## RECORDS TO PROCESS
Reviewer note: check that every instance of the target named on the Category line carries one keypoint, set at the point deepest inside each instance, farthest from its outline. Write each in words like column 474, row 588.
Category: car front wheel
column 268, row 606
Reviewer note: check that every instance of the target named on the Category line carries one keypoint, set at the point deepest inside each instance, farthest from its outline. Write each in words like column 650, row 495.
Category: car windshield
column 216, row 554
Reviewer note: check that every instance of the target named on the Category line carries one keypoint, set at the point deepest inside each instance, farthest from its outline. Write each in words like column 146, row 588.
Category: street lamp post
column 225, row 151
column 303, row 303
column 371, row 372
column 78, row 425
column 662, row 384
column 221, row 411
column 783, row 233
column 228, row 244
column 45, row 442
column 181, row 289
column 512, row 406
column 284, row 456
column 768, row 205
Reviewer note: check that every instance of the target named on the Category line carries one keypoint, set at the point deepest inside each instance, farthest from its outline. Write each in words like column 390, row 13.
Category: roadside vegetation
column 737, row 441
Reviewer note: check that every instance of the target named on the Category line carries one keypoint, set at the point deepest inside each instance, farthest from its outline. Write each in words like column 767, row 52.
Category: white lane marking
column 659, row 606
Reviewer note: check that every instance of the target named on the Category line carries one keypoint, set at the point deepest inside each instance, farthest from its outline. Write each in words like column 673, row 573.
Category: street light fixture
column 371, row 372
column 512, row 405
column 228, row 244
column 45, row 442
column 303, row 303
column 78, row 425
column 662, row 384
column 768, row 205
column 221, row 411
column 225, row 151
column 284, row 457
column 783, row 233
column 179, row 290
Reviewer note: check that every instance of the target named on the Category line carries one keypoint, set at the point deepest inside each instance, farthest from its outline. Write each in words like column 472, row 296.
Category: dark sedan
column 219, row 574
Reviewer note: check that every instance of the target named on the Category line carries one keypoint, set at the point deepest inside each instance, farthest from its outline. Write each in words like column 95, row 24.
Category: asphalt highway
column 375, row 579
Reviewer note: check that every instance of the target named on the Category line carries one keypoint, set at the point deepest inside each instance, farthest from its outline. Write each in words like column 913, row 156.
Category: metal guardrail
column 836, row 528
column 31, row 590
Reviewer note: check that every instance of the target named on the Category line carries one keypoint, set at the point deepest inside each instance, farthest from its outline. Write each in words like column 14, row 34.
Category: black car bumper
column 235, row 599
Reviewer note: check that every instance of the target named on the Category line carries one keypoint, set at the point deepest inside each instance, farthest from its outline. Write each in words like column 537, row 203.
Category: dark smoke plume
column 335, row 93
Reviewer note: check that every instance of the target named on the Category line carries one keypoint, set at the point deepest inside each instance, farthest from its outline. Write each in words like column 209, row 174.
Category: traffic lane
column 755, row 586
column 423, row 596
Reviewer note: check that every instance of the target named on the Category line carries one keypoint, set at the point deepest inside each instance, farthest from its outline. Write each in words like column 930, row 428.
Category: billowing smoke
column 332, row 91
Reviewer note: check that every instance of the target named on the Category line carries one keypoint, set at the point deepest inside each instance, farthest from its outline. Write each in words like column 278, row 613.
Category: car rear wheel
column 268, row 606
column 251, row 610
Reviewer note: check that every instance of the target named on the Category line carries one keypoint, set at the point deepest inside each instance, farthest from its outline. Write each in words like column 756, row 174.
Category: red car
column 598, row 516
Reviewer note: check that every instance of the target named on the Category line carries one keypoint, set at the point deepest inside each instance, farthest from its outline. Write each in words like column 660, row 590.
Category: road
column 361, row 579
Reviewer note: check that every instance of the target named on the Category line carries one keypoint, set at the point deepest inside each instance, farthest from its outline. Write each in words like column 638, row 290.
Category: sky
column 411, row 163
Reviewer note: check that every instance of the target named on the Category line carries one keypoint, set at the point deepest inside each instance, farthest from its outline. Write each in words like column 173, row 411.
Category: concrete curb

## WHAT YOU ARE ASKED TO DO
Everything in the data above is to be given again, unchanged.

## ANSWER
Reviewer note: check that every instance of the target named on the Category line carries one keypoint, set at the point deepest inside each instance, farthest from its outline. Write each in words like column 474, row 588.
Category: car front wheel
column 268, row 606
Reviewer note: check that every instance of the target named on the Category line carries one keypoint, set at the point deepest inside each instance, farthest from its outline. Write each in words like column 650, row 495.
Category: car windshield
column 216, row 554
Reviewer note: check that every instance of the target named on the Category line carries one keypoint, set at the point deepest inside each instance, farthest from its outline. Write each in words like column 146, row 588.
Category: street lamp post
column 225, row 151
column 303, row 303
column 371, row 372
column 78, row 425
column 662, row 384
column 221, row 411
column 783, row 233
column 228, row 244
column 45, row 442
column 181, row 289
column 512, row 406
column 284, row 456
column 768, row 205
Reviewer note: check that every instance of the target named on the Category line carries one keypoint, set at the point deepest inside each instance, farthest from its outline. Write each in words like column 390, row 13.
Category: roadside vegetation
column 737, row 441
Reviewer note: check that every instance of the target named on the Category line carries one keypoint, set at the point deepest inside each instance, farthest from its outline. Write each in words like column 767, row 52.
Category: white lane marking
column 659, row 606
Reviewer note: check that every instance of the target named on the Category line carries one keypoint, set at the point deepest inside each instance, farthest from its outline. Write each in words like column 673, row 573.
Category: street light fixture
column 371, row 372
column 512, row 405
column 228, row 244
column 45, row 442
column 303, row 303
column 78, row 425
column 662, row 384
column 768, row 205
column 221, row 411
column 225, row 151
column 284, row 457
column 783, row 233
column 179, row 290
Reviewer note: check that every instance of the target named on the Category line carries one keypoint, set at the point deepest inside each instance, farthest from its outline. Write each in words like column 472, row 296.
Category: dark sedan
column 219, row 574
Reviewer note: check that every instance of the target named on the Category line carries one keypoint, set at the point deepest inside each instance, farthest from its outline. Write each in words like column 95, row 24.
Category: asphalt highway
column 375, row 579
Reviewer note: check that every instance of the target named on the Category line carries one keypoint, set at the point deepest inside each instance, farthest from its outline. Write each in words like column 913, row 156.
Category: metal guardrail
column 836, row 528
column 31, row 590
Reviewer note: check that every instance of the target named on the Category line carries one keypoint, set at the point deepest inside each instance, farthest from its outline. Write each in words like column 14, row 34.
Category: black car bumper
column 235, row 599
Reviewer note: check that every instance of the target named on the Category line carries one keypoint, set at the point deepest inside each instance, farthest from its outline. Write each in words like column 537, row 203.
Category: dark smoke plume
column 335, row 93
Reviewer note: check that every instance of the target named on the Category line carries one keypoint, set at the point deepest inside each instance, farthest from its outline. Write each in words like column 209, row 174.
Category: traffic lane
column 755, row 586
column 423, row 596
Reviewer note: check that every instance of the target named on the Category line carries one keypoint, set at the point deepest inside each instance, farthest from its outline. Write each in words like column 930, row 428.
Category: billowing smoke
column 332, row 91
Reviewer note: check that every instance of the target named on the Category line carries one keypoint, set at the point deepest inside each instance, farthest from its outline. Write each in words like column 278, row 613.
Category: car rear wheel
column 268, row 606
column 251, row 610
Reviewer note: check that every instance of the target named on the Category line carries one keypoint, set at the point deepest inside each instance, farthest from its outline. Write each in words like column 756, row 174.
Category: red car
column 598, row 516
Reviewer note: check that every instance of the target named on the Category line carries one keypoint, set at the point deepest inside each instance, farthest from its outline. Write each in words like column 660, row 590.
Category: road
column 361, row 579
Reviewer note: check that every instance of the target named on the Category line carries one keypoint, set at the point deepest inside each instance, farthest from its outline. Write each in words like column 638, row 290.
Category: sky
column 411, row 163
Reviewer note: check that every instance of the target named on the Category line carries one keypoint, set at the point deepest inside each instance, farthest from its outline. Write each in words like column 173, row 411.
Category: concrete curb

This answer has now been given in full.